Given passage>
──────────

NOTE that this is a general look at stored procedures not regulated to a specific DBMS. Some DBMS (and even, different versions of the same DBMS!) may operate contrary to this, so you'll want to double-check with your target DBMS before assuming all of this still holds.

I've been a Sybase ASE, MySQL, and SQL Server DBA on-and off since for almost a decade (along with application development in C, PHP, PL/SQL, C#.NET, and Ruby). So, I have no particular axe to grind in this (sometimes) holy war.

The historical performance benefit of stored procs have generally been from the following (in no particular order):

  • Pre-parsed SQL
  • Pre-generated query execution plan
  • Reduced network latency
  • Potential cache benefits

Pre-parsed SQL -- similar benefits to compiled vs. interpreted code, except on a very micro level.

Still an advantage? Not very noticeable at all on the modern CPU, but if you are sending a single SQL statement that is VERY large eleventy-billion times a second, the parsing overhead can add up.

Pre-generated query execution plan. If you have many JOINs the permutations can grow quite unmanageable (modern optimizers have limits and cut-offs for performance reasons). It is not unknown for very complicated SQL to have distinct, measurable (I've seen a complicated query take 10+ seconds just to generate a plan, before we tweaked the DBMS) latencies due to the optimizer trying to figure out the "near best" execution plan. Stored procedures will, generally, store this in memory so you can avoid this overhead.

Still an advantage? Most DBMS' (the latest editions) will cache the query plans for INDIVIDUAL SQL statements, greatly reducing the performance differential between stored procs and ad hoc SQL. There are some caveats and cases in which this isn't the case, so you'll need to test on your target DBMS.

Also, more and more DBMS allow you to provide optimizer path plans (abstract query plans) to significantly reduce optimization time (for both ad hoc and stored procedure SQL!!).

WARNING Cached query plans are not a performance panacea. Occasionally the query plan that is generated is sub-optimal. For example, if you send SELECT * FROM table WHERE id BETWEEN 1 AND 99999999, the DBMS may select a full-table scan instead of an index scan because you're grabbing every row in the table (so sayeth the statistics). If this is the cached version, then you can get poor performance when you later send SELECT * FROM table WHERE id BETWEEN 1 AND 2. The reasoning behind this is outside the scope of this posting, but for further reading see: http://www.microsoft.com/technet/prodtechnol/sql/2005/frcqupln.mspx and http://msdn.microsoft.com/en-us/library/ms181055.aspx and http://www.simple-talk.com/sql/performance/execution-plan-basics/

"In summary, they determined that supplying anything other than the common values when a compile or recompile was performed resulted in the optimizer compiling and caching the query plan for that particular value. Yet, when that query plan was reused for subsequent executions of the same query for the common values (‘M’, ‘R’, or ‘T’), it resulted in sub-optimal performance. This sub-optimal performance problem existed until the query was recompiled. At that point, based on the @P1 parameter value supplied, the query might or might not have a performance problem."

──────────

Recorded data>

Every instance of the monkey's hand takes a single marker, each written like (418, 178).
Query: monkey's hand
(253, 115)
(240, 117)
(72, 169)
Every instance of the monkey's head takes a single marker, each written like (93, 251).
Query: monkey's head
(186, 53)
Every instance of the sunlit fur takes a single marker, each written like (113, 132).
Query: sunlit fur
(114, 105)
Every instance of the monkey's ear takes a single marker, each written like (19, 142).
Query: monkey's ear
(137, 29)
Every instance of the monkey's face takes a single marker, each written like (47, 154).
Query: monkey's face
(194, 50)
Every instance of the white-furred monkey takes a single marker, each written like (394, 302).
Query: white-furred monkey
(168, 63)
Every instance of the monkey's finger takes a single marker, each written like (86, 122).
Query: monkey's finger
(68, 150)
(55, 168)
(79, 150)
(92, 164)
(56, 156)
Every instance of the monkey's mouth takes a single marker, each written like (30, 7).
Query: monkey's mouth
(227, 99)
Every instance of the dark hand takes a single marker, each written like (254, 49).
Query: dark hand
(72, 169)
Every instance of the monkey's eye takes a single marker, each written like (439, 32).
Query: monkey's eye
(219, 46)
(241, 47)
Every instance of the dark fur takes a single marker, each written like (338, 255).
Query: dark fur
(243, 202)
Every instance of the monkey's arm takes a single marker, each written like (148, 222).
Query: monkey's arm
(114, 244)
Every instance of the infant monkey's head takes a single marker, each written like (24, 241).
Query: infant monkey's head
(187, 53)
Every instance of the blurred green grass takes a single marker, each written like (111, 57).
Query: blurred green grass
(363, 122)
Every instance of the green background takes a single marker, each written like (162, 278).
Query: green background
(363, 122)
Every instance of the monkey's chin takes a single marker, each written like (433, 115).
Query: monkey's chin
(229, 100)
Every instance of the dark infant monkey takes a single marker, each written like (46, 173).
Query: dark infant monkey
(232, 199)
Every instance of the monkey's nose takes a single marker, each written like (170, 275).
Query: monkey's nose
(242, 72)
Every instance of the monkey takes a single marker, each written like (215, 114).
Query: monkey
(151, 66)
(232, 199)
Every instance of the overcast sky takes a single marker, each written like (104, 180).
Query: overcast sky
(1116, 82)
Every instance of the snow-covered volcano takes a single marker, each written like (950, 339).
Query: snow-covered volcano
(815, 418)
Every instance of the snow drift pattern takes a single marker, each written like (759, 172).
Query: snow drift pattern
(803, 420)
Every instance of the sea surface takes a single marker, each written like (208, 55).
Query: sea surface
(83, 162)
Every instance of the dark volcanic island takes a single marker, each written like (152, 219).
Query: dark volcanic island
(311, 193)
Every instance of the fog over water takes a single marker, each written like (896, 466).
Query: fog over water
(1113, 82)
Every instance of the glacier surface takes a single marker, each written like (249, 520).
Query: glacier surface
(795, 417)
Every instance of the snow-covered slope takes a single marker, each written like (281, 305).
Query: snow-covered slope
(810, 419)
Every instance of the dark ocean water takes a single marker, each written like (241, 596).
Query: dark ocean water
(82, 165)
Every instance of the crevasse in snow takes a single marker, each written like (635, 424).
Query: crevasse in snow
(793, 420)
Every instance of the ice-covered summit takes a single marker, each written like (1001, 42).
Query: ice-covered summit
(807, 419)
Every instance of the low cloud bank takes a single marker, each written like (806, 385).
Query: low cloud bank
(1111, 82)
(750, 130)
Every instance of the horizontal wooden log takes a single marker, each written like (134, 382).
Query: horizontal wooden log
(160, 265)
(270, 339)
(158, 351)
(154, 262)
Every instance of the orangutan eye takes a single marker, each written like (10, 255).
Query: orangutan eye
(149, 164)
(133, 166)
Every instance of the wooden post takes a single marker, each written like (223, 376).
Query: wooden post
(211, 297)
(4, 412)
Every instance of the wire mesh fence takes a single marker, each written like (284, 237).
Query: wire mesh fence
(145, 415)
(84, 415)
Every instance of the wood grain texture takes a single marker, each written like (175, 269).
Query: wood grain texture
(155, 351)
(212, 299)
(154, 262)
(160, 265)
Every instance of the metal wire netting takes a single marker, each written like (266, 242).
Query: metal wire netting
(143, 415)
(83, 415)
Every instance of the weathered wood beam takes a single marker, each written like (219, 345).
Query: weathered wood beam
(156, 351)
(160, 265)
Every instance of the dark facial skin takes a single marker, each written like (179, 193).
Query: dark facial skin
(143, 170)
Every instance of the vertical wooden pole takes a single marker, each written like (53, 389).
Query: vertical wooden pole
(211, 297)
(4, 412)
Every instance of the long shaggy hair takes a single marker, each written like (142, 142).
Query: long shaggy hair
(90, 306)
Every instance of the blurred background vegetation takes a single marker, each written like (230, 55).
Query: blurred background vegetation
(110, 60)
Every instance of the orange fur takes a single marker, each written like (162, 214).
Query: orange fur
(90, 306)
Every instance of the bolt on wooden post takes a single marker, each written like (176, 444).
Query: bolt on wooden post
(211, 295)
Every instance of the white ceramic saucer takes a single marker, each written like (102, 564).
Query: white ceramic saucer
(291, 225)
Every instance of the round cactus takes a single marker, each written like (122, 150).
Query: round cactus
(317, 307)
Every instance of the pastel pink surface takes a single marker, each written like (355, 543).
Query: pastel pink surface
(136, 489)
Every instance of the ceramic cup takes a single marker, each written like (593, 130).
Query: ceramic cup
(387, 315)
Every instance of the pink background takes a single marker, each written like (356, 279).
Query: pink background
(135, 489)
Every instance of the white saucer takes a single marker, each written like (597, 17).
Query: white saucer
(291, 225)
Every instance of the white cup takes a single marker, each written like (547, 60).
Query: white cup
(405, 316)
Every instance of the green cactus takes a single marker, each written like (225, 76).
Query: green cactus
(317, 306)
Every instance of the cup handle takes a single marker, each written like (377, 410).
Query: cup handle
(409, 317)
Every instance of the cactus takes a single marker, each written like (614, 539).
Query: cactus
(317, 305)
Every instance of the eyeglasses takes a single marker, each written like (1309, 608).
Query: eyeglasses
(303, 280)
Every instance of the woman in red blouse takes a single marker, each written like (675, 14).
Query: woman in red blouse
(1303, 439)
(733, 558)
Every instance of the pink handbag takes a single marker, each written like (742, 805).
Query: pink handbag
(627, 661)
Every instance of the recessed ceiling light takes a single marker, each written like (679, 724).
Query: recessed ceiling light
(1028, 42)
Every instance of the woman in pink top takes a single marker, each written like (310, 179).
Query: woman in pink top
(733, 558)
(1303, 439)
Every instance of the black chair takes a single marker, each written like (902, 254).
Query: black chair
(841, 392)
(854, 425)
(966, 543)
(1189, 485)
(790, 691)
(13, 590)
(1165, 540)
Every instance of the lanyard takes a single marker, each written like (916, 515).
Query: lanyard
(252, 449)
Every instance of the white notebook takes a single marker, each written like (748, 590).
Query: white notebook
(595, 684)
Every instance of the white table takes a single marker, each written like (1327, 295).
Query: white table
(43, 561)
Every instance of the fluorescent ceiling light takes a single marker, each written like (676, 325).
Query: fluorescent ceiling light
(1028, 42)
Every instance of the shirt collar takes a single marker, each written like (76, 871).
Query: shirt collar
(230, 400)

──────────

What you will do>
[1] Pull out each line of the records that contains the string "bank", treating uppercase and lowercase as different.
[2] Pick up the post on stored procedure performance after its last sentence and keep writing it.

The replies>
[1]
Every instance of the low cloud bank takes a single marker, each written like (806, 385).
Query: low cloud bank

[2]
Reduced network latencyA) If you are running the same SQL over and over -- and the SQL adds up to many KB of code -- replacing that with a simple "exec foobar" can really add up.B) Stored procs can be used to move procedural code into the DBMS. This saves shuffling large amounts of data off to the client only to have it send a trickle of info back (or none at all!). Analogous to doing a JOIN in the DBMS vs. in your code (everyone's favorite WTF!)

Still an advantage?A) Modern 1Gb (and 10Gb and up!) Ethernet really make this negligible. B) Depends on how saturated your network is -- why shove several megabytes of data back and forth for no good reason?

Potential cache benefitsPerforming server-side transforms of data can potentially be faster if you have sufficient memory on the DBMS and the data you need is in memory of the server.

Still an advantage?Unless your app has shared memory access to DBMS data, the edge will always be to stored procs.

Of course, no discussion of Stored Procedure optimization would be complete without a discussion of parameterized and ad hoc SQL.

Parameterized / Prepared SQL
Kind of a cross between stored procedures and ad hoc SQL, they are embedded SQL statements in a host language that uses "parameters" for query values, e.g.:

SELECT .. FROM yourtable WHERE foo = ? AND bar = ?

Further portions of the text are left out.